Begin Material
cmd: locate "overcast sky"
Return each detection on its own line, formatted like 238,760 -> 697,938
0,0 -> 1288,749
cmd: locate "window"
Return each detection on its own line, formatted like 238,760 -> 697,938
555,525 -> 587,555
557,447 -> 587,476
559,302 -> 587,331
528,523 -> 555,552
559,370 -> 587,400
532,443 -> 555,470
End Material
Reproduce every line of the entries above, request lines included, and shift each bounding box coordinate in the answers up by 86, leaving the format samples unchanged.

cmd: locate "overcast sky"
Return each detection on its own line, formatted like 238,760 -> 697,938
86,86 -> 1374,835
cmd: locate "window"
Return each detection on its own line, formatted like 238,760 -> 697,938
641,611 -> 673,641
643,533 -> 673,562
645,388 -> 673,417
614,609 -> 641,638
645,456 -> 673,486
618,529 -> 641,556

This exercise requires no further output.